##### Information supplied #####

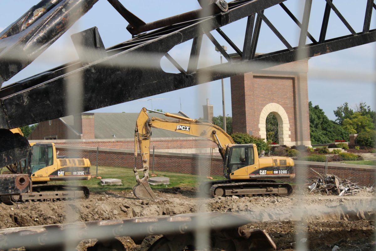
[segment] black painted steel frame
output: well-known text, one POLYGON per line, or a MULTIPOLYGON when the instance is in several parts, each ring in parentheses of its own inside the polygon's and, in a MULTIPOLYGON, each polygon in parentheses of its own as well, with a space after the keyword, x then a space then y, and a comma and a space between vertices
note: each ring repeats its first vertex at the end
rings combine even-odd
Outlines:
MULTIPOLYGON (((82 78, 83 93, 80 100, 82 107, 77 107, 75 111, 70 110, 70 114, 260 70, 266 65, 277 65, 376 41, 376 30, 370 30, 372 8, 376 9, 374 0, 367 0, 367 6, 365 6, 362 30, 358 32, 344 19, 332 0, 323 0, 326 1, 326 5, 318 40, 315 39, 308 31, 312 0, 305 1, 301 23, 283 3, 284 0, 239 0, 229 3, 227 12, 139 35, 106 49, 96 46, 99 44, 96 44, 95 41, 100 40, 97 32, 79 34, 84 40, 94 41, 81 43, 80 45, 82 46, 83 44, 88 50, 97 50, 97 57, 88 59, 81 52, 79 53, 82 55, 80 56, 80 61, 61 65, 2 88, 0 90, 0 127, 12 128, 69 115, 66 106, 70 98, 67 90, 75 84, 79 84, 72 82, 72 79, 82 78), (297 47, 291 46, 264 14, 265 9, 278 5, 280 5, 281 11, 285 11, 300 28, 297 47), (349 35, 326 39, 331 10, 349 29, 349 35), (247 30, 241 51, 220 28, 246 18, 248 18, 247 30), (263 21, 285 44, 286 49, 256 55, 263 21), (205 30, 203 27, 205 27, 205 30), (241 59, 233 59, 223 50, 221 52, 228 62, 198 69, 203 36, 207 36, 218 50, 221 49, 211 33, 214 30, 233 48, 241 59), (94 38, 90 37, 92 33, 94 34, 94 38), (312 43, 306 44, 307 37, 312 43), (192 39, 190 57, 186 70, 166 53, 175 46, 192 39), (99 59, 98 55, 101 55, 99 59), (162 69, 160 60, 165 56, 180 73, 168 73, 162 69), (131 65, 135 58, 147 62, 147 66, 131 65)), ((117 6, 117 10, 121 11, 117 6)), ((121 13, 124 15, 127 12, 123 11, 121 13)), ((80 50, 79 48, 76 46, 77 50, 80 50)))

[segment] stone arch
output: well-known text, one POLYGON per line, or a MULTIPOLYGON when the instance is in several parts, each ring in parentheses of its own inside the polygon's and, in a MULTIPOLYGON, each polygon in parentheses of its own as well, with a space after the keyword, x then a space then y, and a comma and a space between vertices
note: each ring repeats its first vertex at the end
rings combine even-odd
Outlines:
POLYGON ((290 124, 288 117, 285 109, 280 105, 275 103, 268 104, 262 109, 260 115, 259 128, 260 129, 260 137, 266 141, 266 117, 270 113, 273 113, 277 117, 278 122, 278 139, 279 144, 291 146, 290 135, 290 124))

#####
##### Information supplied #####

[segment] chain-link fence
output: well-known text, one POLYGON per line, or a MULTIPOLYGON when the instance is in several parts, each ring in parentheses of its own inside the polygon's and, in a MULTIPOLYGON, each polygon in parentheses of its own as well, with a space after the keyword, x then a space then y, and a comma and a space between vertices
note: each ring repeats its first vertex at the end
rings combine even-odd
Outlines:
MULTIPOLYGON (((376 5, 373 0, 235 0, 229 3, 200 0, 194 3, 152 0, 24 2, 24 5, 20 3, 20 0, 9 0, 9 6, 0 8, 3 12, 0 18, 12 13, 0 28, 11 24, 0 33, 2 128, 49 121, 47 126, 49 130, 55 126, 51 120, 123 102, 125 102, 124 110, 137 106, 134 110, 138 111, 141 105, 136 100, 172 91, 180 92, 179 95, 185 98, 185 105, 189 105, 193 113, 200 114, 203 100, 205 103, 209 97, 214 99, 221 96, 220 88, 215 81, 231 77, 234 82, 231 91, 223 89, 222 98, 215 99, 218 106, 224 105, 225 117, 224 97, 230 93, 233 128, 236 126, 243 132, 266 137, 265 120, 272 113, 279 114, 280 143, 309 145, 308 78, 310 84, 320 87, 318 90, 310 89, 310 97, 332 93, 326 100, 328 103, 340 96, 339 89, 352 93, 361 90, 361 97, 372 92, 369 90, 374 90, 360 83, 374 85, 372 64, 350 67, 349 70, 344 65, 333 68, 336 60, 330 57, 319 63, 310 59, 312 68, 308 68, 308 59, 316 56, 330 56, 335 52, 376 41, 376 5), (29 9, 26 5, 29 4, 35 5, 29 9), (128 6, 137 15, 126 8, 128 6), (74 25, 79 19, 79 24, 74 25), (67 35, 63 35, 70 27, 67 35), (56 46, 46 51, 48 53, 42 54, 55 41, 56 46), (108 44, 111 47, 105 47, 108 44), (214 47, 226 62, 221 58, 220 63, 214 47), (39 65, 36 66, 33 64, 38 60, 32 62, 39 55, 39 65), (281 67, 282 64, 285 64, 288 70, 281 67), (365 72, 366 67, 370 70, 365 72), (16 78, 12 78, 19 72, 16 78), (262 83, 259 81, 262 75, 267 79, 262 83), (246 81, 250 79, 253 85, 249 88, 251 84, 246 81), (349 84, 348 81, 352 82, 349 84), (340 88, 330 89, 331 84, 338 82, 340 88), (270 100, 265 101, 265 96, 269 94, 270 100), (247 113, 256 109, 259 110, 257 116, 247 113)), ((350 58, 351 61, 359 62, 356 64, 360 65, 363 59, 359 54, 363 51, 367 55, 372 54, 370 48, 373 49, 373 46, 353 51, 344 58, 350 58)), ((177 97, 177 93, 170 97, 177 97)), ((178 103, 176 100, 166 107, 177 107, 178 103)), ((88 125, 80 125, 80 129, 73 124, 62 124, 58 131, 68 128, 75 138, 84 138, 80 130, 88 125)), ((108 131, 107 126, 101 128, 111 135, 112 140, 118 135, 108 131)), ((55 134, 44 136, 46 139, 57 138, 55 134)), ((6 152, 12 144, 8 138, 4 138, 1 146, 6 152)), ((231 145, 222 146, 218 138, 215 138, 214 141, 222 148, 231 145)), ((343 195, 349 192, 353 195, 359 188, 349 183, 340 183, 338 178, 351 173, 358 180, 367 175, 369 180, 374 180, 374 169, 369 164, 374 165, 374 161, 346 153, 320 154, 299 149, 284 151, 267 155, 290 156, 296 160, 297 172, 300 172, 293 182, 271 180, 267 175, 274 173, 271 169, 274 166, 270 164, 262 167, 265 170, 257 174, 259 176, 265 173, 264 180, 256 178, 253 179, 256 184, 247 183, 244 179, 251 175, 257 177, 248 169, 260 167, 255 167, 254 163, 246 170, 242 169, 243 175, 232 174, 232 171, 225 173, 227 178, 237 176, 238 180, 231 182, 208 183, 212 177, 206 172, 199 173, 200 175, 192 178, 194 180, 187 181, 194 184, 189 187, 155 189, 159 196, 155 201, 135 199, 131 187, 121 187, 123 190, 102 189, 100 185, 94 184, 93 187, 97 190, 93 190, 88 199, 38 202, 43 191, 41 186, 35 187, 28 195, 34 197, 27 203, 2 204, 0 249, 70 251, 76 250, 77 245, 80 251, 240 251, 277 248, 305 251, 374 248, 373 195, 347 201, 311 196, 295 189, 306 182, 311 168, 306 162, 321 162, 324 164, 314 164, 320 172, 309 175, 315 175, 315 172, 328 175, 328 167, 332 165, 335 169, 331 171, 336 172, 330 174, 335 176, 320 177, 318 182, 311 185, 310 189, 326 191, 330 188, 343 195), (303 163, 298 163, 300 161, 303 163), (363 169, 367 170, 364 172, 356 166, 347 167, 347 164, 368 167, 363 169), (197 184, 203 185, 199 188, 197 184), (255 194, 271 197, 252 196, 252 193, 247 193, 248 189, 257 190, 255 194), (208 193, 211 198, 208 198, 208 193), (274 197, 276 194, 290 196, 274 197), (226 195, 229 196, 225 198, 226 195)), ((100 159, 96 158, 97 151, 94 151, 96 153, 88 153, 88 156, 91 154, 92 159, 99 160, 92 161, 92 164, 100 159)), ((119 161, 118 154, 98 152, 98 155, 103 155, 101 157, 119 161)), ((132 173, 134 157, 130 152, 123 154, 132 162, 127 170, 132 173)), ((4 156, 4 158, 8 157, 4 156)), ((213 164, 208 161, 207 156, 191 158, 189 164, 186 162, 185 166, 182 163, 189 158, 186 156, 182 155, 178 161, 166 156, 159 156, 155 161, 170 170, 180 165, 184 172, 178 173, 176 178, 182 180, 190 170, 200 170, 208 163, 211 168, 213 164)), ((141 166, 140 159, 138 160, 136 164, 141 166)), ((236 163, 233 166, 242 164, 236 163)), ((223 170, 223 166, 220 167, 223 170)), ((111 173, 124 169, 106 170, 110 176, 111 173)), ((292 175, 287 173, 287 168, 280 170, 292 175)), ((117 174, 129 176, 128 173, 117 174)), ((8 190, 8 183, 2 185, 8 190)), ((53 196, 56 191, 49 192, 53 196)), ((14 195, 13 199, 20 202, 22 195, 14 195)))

#####

● **Stated problem**
Express everything from the line containing "[segment] stone arch" down to the line containing "POLYGON ((290 124, 288" as a two-column CSV with the columns input and output. Give one row per record, with the record's text under input and its answer under output, each in a single quoted field with line breaks turned into spaces.

● **Answer to the problem**
input,output
"[segment] stone arch output: well-known text, one POLYGON per line, or a MULTIPOLYGON when the instance is in several parts, each ring in parentheses of its own inside the polygon's and, in a MULTIPOLYGON, each polygon in parentheses of its own as well, with a space after the keyword, x then a space then y, and a comma and a space between vertices note: each ring repeats its first vertex at the end rings combine even-odd Outlines:","POLYGON ((290 124, 288 117, 285 109, 280 105, 275 103, 268 104, 262 109, 260 115, 259 128, 260 129, 260 137, 266 141, 266 117, 270 113, 273 113, 277 117, 278 122, 278 139, 279 144, 291 146, 290 135, 290 124))"